**THE TASK**
Rewrite the material below, swapping each occurrence of "innermost point" for "deepest interior point" and leaving everything else untouched.

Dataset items
———
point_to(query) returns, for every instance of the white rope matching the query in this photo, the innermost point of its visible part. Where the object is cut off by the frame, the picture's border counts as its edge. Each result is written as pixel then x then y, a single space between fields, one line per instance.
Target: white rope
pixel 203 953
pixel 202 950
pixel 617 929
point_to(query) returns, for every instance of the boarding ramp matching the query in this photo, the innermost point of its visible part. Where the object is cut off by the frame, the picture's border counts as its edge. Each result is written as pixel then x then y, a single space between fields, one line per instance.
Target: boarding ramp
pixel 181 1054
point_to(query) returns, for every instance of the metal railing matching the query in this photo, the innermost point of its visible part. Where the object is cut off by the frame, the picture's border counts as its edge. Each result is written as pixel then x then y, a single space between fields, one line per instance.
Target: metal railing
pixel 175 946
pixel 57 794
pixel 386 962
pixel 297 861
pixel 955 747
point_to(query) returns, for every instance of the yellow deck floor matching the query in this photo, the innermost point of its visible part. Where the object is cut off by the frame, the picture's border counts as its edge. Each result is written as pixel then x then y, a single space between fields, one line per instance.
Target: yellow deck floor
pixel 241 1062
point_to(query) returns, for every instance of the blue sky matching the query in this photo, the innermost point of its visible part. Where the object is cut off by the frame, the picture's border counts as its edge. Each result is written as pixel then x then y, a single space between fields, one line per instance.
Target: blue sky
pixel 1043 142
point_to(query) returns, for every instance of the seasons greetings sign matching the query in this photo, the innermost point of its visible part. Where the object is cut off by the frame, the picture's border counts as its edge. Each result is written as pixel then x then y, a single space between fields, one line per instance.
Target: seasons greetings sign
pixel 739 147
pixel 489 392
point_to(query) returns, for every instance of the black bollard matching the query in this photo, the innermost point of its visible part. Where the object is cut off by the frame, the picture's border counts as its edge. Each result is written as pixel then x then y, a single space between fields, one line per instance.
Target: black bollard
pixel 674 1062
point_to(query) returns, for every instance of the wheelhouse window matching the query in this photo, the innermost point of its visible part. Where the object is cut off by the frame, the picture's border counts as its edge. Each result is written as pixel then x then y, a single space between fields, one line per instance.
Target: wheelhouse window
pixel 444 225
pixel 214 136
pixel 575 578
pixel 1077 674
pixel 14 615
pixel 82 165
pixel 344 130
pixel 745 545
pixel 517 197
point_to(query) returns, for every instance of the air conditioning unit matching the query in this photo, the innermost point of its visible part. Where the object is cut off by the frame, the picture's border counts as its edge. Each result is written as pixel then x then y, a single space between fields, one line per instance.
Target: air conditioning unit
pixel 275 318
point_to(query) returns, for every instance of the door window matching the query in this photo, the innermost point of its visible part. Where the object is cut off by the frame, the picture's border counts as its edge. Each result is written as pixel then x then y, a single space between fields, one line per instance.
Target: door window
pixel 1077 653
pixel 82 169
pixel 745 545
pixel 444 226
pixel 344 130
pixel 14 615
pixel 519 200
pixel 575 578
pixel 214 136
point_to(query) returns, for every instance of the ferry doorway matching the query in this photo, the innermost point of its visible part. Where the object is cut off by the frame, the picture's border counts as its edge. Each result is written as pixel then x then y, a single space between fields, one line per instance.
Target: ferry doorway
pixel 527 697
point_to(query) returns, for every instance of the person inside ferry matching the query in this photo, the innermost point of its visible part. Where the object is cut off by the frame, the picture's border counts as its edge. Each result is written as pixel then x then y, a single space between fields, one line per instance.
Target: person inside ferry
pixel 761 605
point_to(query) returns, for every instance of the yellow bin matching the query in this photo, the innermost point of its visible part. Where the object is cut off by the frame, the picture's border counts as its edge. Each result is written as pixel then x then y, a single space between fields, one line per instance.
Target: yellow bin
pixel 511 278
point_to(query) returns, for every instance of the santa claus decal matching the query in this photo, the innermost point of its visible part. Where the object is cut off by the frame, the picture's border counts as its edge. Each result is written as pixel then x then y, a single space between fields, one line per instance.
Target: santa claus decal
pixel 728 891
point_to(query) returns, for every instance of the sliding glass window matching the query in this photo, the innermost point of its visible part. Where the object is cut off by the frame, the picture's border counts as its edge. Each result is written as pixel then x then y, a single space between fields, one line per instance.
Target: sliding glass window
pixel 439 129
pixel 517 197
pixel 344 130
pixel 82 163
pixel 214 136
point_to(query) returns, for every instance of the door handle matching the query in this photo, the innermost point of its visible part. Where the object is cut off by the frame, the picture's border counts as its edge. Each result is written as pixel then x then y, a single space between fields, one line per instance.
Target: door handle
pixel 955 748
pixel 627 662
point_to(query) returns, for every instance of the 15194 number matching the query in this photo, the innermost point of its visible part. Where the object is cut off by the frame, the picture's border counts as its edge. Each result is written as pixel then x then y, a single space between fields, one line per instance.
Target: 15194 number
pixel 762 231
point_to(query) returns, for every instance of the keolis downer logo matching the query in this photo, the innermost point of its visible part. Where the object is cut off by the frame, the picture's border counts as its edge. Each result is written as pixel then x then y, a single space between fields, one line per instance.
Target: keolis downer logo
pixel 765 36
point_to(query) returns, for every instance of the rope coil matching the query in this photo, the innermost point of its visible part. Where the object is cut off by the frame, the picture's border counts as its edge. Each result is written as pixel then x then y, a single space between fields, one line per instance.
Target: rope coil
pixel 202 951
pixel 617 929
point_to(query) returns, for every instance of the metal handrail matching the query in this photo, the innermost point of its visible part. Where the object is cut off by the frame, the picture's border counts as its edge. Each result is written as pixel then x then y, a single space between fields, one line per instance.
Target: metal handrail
———
**THE RESPONSE**
point_to(query) returns, for every instance of the white rope matching the query in this photo, the deepest interior point of its visible part. Where the object is cut off by the frame, the picture's border counts as its edge. Each result is written as pixel then x then y, a single space between fields, one line per instance.
Target: white rope
pixel 203 953
pixel 202 950
pixel 617 929
point_to(query) returns, for every instance of the boarding ramp matching the query in this photo, the deepest interior point of its visible part. Where the object is cut off by the frame, the picture's border counts as its edge. Each result is written as pixel then x then y, a single space between fields, one line per instance.
Target: boarding ramp
pixel 181 1054
point_to(query) returns, for every instance of the metal railing matching the query in this photo, the deepest interior point of its visible part. Where the object is cut off by the frame, the picture's border counts as its edge. Each result is written as pixel then x then y, a single space between fields, one line per instance.
Target: metal railing
pixel 175 946
pixel 57 794
pixel 386 962
pixel 297 861
pixel 955 747
point_to(query) returns, for every instance of the yellow deck floor matching the query in this photo, the deepest interior point of its visible part. Where the object is cut off by the frame, the picture's border counts as its edge. Each result is written as pixel then x then y, a single space between fields, one line per instance.
Target: yellow deck floor
pixel 241 1062
point_to(query) returns, for every instance of the blue sky matching the query in this photo, the deepest interior point of its visible part. Where the object is cut off by the frame, the picture's border counts as its edge. Each result is written as pixel then x then y, a single space between fields, one line per instance.
Target: blue sky
pixel 1043 142
point_to(query) returns, for every instance of the seasons greetings sign matching the query in this photo, the deepest interior point of its visible part. Where the object is cut off by the frame, the picture's border counts as its edge. Each result is written as pixel then x then y, a single space between fields, one line per instance.
Target: seasons greetings sign
pixel 739 147
pixel 489 392
point_to(query) returns, for every instance of the black bollard matching the query in this photo, the deepest interior point of its visible part. Where the object is cut off by the frame, the picture's border counts as its edge. Each result is written as pixel then x then y, a single space between fields, one line per instance.
Target: black bollard
pixel 674 1062
point_to(query) returns, for every instance of the wheelhouse window matching the query in this photo, the deepest interior point of its visible part. Where the object is cut off by the frame, the picture's border counts as its edge. Each result is written as pixel then x then y, a single space between fields, one line per instance.
Target: wheelhouse window
pixel 444 225
pixel 214 136
pixel 575 578
pixel 1077 674
pixel 14 615
pixel 82 165
pixel 344 130
pixel 745 545
pixel 517 197
point_to(query) returns, for every instance of the air conditioning unit matching the query in this photo, the deepest interior point of its visible part. Where the object is cut off by the frame, the picture's border counts as its edge. Each result is written as pixel then x then y, a single space between fields, one line per instance.
Target: air conditioning unit
pixel 275 318
point_to(query) returns, for every instance of the door window matching the query in this photo, the deepest interior point of its visible part. Where the object is cut off by the frame, the picture's border counts as its edge. Each result is written as pixel then x then y, a single space between fields, one line per instance.
Target: door window
pixel 1077 653
pixel 82 169
pixel 745 545
pixel 444 226
pixel 344 130
pixel 14 615
pixel 519 200
pixel 575 578
pixel 214 136
point_to(query) returns, for every instance of the ferry doorway matching the query in this photo, the deepest interior point of its visible part. Where the object is cut off by the frame, the picture's border counts as its edge. Each result is written as pixel then x then y, a single space between fields, one line per instance.
Target: ferry doorway
pixel 527 697
point_to(query) returns, for every instance of the person inside ferry matching the query in this photo, the deepest interior point of its visible part. Where the object is cut off by the frame, the picture's border counts as its edge. Each result is written as pixel then x then y, a single space between fields, one line per instance.
Target: person inside ferry
pixel 761 605
point_to(query) returns, for every instance of the yellow bin matching the query in this photo, the deepest interior point of its visible part. Where the object is cut off by the frame, the picture's border counts as its edge. Each result is written as pixel then x then y, a single space between fields, one line per instance.
Target: yellow bin
pixel 511 278
point_to(query) returns, for every instance of the santa claus decal matching the query in this photo, the deepest interior point of its visible part. Where the object is cut off by the frame, the picture's border counts as its edge. Each result is written as pixel then x then y, a single space between fields, one line per instance.
Target: santa claus decal
pixel 728 891
point_to(query) returns, for every instance of the sliding glass window matching the query in this photo, the deepest interior point of its visible part. Where the object is cut off by the frame, the picture's border counts as its edge. Each result is written as pixel then x then y, a single space between fields, one line per instance.
Target: sliding glass window
pixel 439 129
pixel 517 197
pixel 344 130
pixel 82 163
pixel 214 136
point_to(query) returns, for every instance of the door handle matching the query in this photo, the deepest interior point of its visible part. Where the object is cut off by the frame, the picture's border counts as its edge. Each result is written as pixel then x then y, a single space between fields, one line per instance.
Target: door handle
pixel 955 748
pixel 627 662
point_to(query) returns, for every instance of the 15194 number matching the query in this photo, the deepest interior point of its visible part. Where the object is cut off by the frame, the picture's border counts as its edge. Each result is written as pixel then x then y, a single space between fields, one line per instance.
Target: 15194 number
pixel 762 231
point_to(query) returns, for every instance of the keolis downer logo matching the query in this photo, the deepest interior point of its visible part. Where the object is cut off by the frame, the picture's border counts as its edge. Each result is written as pixel then x then y, a single space between fields, one line per instance.
Target: keolis downer logo
pixel 765 36
point_to(query) returns, for every instance of the rope coil matching the query in this photo, the deepest interior point of its visible part. Where the object is cut off by the frame, the picture's border counts as its edge. Each result is written as pixel then x then y, a single space between fields, one line per instance.
Target: rope coil
pixel 202 951
pixel 617 929
point_to(query) returns, for every instance of the metal handrail matching the query in this photo, the deepest interior point of its visible part. Where the object is cut off by the frame, the picture's border counts as its edge. Each result is written as pixel then x then y, a single space between fields, one line per instance.
Target: metal handrail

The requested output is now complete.